**** STORED DATA ****

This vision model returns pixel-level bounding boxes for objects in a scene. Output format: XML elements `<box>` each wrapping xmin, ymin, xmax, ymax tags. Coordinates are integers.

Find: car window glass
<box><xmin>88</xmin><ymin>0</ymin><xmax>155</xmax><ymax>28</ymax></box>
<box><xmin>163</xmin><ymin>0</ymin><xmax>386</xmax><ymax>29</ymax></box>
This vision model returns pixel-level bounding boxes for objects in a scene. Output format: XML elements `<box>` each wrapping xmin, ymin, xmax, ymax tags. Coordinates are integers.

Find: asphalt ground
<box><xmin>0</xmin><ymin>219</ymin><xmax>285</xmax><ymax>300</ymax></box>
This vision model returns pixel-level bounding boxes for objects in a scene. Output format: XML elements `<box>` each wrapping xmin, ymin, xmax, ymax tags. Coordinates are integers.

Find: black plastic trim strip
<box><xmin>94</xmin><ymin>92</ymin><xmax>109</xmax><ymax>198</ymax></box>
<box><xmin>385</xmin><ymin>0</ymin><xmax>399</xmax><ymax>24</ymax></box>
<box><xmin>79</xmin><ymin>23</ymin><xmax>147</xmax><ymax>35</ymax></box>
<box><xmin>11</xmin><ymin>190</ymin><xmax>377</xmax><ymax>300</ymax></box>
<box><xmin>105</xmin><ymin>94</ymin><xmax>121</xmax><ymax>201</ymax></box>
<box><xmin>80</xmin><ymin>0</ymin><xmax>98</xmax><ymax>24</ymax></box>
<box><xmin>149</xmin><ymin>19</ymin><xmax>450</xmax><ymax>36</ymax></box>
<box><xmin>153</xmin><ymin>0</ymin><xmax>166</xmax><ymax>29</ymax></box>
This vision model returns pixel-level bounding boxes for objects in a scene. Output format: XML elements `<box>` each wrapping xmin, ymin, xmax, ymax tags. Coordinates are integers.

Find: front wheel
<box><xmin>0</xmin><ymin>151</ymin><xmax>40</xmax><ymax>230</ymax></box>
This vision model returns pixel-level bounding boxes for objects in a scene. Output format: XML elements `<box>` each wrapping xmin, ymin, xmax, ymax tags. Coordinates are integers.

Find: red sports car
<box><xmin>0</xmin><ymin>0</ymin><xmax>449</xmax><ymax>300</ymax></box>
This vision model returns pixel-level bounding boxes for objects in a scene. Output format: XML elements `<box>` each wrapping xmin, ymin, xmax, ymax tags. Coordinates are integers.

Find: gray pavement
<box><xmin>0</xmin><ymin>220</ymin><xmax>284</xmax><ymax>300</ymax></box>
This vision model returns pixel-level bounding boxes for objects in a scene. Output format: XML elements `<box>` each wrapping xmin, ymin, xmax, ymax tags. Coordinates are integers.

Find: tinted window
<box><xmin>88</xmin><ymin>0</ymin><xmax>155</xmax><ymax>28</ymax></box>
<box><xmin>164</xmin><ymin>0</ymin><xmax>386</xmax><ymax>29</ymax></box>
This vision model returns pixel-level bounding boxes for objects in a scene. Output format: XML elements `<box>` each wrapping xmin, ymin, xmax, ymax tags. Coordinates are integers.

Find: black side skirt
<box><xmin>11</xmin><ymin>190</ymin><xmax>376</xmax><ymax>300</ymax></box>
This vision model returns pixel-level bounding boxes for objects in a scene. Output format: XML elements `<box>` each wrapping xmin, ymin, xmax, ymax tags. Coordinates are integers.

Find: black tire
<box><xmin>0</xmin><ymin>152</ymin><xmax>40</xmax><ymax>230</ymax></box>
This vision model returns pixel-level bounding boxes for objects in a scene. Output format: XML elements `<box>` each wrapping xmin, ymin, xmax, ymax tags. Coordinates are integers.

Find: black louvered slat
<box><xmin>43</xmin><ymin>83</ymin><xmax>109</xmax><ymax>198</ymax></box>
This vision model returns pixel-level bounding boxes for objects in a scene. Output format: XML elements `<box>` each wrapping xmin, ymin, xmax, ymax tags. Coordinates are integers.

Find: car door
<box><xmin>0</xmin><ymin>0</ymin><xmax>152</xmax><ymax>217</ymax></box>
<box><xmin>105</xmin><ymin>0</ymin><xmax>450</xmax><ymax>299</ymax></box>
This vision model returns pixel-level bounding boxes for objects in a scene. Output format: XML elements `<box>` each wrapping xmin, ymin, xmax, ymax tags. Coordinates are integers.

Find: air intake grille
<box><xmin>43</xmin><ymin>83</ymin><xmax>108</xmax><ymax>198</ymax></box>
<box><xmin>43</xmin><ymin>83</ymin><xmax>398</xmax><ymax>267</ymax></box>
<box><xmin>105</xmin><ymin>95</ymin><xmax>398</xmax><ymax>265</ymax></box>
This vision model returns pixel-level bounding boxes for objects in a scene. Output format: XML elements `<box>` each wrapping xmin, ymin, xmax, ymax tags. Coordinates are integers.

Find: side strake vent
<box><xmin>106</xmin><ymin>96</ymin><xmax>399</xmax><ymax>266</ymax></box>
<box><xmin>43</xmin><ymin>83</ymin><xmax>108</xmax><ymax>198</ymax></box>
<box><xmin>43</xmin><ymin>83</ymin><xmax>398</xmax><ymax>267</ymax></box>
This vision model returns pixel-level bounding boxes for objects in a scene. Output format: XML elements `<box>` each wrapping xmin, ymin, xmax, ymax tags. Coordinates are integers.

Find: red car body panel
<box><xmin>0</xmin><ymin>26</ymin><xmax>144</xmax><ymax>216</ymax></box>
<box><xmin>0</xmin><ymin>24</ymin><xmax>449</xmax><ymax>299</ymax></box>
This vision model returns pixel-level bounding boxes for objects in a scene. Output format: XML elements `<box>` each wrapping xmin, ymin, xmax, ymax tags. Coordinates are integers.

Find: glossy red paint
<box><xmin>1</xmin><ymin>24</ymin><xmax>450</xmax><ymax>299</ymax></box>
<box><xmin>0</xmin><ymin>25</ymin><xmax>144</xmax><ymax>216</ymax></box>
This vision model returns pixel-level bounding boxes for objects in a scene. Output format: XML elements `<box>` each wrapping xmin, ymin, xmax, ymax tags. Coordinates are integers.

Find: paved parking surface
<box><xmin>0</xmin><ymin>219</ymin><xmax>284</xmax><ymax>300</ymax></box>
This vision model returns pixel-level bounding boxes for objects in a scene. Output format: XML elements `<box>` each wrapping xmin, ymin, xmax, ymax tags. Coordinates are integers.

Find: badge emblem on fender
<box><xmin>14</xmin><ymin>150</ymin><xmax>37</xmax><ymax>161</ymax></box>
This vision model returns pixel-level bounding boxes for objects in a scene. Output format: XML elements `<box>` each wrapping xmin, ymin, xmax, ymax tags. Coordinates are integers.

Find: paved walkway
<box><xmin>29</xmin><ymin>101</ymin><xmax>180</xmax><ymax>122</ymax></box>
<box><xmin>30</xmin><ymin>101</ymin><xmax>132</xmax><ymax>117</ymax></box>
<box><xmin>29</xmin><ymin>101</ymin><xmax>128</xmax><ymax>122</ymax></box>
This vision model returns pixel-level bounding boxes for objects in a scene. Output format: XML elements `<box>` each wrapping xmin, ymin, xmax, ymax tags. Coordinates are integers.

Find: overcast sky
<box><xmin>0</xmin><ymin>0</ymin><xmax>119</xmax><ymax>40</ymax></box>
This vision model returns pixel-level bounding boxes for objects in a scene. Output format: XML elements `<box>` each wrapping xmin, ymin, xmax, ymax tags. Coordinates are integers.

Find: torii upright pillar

****

TASK DESCRIPTION:
Every entry above needs to be duplicated exactly.

SOLUTION TO THIS TASK:
This vision model returns pixel-level bounding boxes for objects in a scene. Output format: XML elements `<box>` each wrapping xmin, ymin, xmax, ymax tags. Coordinates are integers.

Find: car window glass
<box><xmin>88</xmin><ymin>0</ymin><xmax>155</xmax><ymax>28</ymax></box>
<box><xmin>163</xmin><ymin>0</ymin><xmax>386</xmax><ymax>29</ymax></box>
This vision model returns pixel-level bounding boxes for objects in a scene. Output format: XML elements `<box>` each wrapping xmin, ymin, xmax, ymax tags. Coordinates are integers.

Find: asphalt ground
<box><xmin>0</xmin><ymin>219</ymin><xmax>285</xmax><ymax>300</ymax></box>
This vision model returns pixel-level bounding boxes for objects in a scene. Output format: XML elements `<box>` each wrapping xmin, ymin, xmax, ymax tags. Coordinates are integers.

Find: black plastic trim strip
<box><xmin>94</xmin><ymin>92</ymin><xmax>109</xmax><ymax>198</ymax></box>
<box><xmin>385</xmin><ymin>0</ymin><xmax>399</xmax><ymax>24</ymax></box>
<box><xmin>79</xmin><ymin>23</ymin><xmax>147</xmax><ymax>35</ymax></box>
<box><xmin>11</xmin><ymin>190</ymin><xmax>377</xmax><ymax>300</ymax></box>
<box><xmin>105</xmin><ymin>94</ymin><xmax>121</xmax><ymax>201</ymax></box>
<box><xmin>80</xmin><ymin>0</ymin><xmax>98</xmax><ymax>24</ymax></box>
<box><xmin>149</xmin><ymin>19</ymin><xmax>450</xmax><ymax>36</ymax></box>
<box><xmin>153</xmin><ymin>0</ymin><xmax>166</xmax><ymax>29</ymax></box>
This vision model returns pixel-level bounding boxes for objects in a scene. Output format: XML elements `<box>` each wrapping xmin, ymin, xmax, ymax tags. Coordinates are integers.

Find: front wheel
<box><xmin>0</xmin><ymin>151</ymin><xmax>40</xmax><ymax>230</ymax></box>
This vision model returns pixel-level bounding boxes for objects in a scene. Output format: XML elements `<box>` each wrapping xmin, ymin, xmax, ymax tags. Coordinates are integers.

Find: red sports car
<box><xmin>0</xmin><ymin>0</ymin><xmax>449</xmax><ymax>300</ymax></box>
This vision model returns pixel-level bounding boxes for objects in a scene. Output format: XML elements `<box>` each wrapping xmin, ymin, xmax, ymax tags. Coordinates are integers.

Find: gray pavement
<box><xmin>0</xmin><ymin>220</ymin><xmax>284</xmax><ymax>300</ymax></box>
This vision model returns pixel-level bounding boxes for objects in a scene. Output format: XML elements `<box>` each wrapping xmin, ymin, xmax, ymax tags. Coordinates are integers.

Find: tinted window
<box><xmin>88</xmin><ymin>0</ymin><xmax>155</xmax><ymax>28</ymax></box>
<box><xmin>164</xmin><ymin>0</ymin><xmax>386</xmax><ymax>29</ymax></box>
This vision model returns pixel-level bounding boxes for objects in a scene. Output format: XML elements `<box>` each wrapping xmin, ymin, xmax, ymax tags. Coordinates are integers.

Find: black side skirt
<box><xmin>11</xmin><ymin>190</ymin><xmax>376</xmax><ymax>300</ymax></box>
This vision model returns pixel-level bounding boxes for objects in a scene. Output format: XML elements `<box>` each wrapping xmin, ymin, xmax, ymax tags. Coordinates are integers.

Find: black tire
<box><xmin>0</xmin><ymin>152</ymin><xmax>40</xmax><ymax>230</ymax></box>
This vision model returns pixel-level bounding boxes for objects in a scene. Output format: XML elements `<box>` each wrapping xmin, ymin, xmax, ymax tags. Coordinates are integers.

Find: black louvered slat
<box><xmin>43</xmin><ymin>83</ymin><xmax>109</xmax><ymax>198</ymax></box>
This vision model returns pixel-level bounding boxes for objects in a scene. Output format: XML elements `<box>` each wrapping xmin, ymin, xmax, ymax tags. Coordinates are integers.

Find: car door
<box><xmin>0</xmin><ymin>0</ymin><xmax>152</xmax><ymax>217</ymax></box>
<box><xmin>105</xmin><ymin>0</ymin><xmax>450</xmax><ymax>299</ymax></box>
This vision model returns pixel-level bounding boxes for objects in a scene. Output format: XML elements `<box>` each wrapping xmin, ymin, xmax, ymax tags. Coordinates are integers.

Find: air intake grille
<box><xmin>43</xmin><ymin>83</ymin><xmax>108</xmax><ymax>198</ymax></box>
<box><xmin>43</xmin><ymin>83</ymin><xmax>398</xmax><ymax>267</ymax></box>
<box><xmin>105</xmin><ymin>95</ymin><xmax>398</xmax><ymax>265</ymax></box>
This vision model returns pixel-level bounding boxes for objects in a scene. Output format: XML elements `<box>` each wrapping xmin, ymin, xmax, ymax tags. Coordinates are integers.

Find: side strake vent
<box><xmin>106</xmin><ymin>96</ymin><xmax>399</xmax><ymax>266</ymax></box>
<box><xmin>43</xmin><ymin>83</ymin><xmax>108</xmax><ymax>198</ymax></box>
<box><xmin>43</xmin><ymin>83</ymin><xmax>398</xmax><ymax>267</ymax></box>
This vision model returns pixel-level bounding boxes for objects in a scene. Output format: XML elements `<box>` each wrapping xmin, ymin, xmax, ymax tags. Coordinates are integers.

Find: red car body panel
<box><xmin>0</xmin><ymin>26</ymin><xmax>144</xmax><ymax>216</ymax></box>
<box><xmin>0</xmin><ymin>24</ymin><xmax>449</xmax><ymax>299</ymax></box>
This vision model returns pixel-level bounding boxes for objects in a scene. Output format: XML elements `<box>` each wrapping xmin, ymin, xmax, ymax tags. Coordinates are integers.

Find: glossy red paint
<box><xmin>1</xmin><ymin>24</ymin><xmax>450</xmax><ymax>299</ymax></box>
<box><xmin>0</xmin><ymin>25</ymin><xmax>144</xmax><ymax>216</ymax></box>
This vision model returns pixel-level bounding boxes for objects in a scene. Output format: XML elements `<box>` each wrapping xmin, ymin, xmax, ymax tags. Coordinates are integers.

Find: paved parking surface
<box><xmin>0</xmin><ymin>219</ymin><xmax>284</xmax><ymax>300</ymax></box>
This vision model returns pixel-level bounding boxes for objects in a scene. Output format: XML elements `<box>` each wrapping xmin, ymin, xmax, ymax tags. Coordinates are integers.

Find: badge emblem on fender
<box><xmin>14</xmin><ymin>150</ymin><xmax>37</xmax><ymax>161</ymax></box>
This vision model returns pixel-level bounding boxes for objects in a scene. Output format: XML elements `<box>` each wrapping xmin, ymin, xmax, ymax tags. Coordinates are integers.

Find: paved walkway
<box><xmin>29</xmin><ymin>101</ymin><xmax>180</xmax><ymax>122</ymax></box>
<box><xmin>30</xmin><ymin>101</ymin><xmax>132</xmax><ymax>117</ymax></box>
<box><xmin>29</xmin><ymin>101</ymin><xmax>128</xmax><ymax>122</ymax></box>
This vision model returns pixel-level bounding boxes for objects in a scene. Output format: XML elements `<box>` each wrapping xmin, ymin, xmax, ymax tags. Coordinates are integers.

Find: overcast sky
<box><xmin>0</xmin><ymin>0</ymin><xmax>119</xmax><ymax>40</ymax></box>
This vision model returns pixel-level bounding boxes for objects in a scene. Output format: XML elements `<box>` each wrapping xmin, ymin, xmax, ymax tags. Coordinates are integers.

Find: torii upright pillar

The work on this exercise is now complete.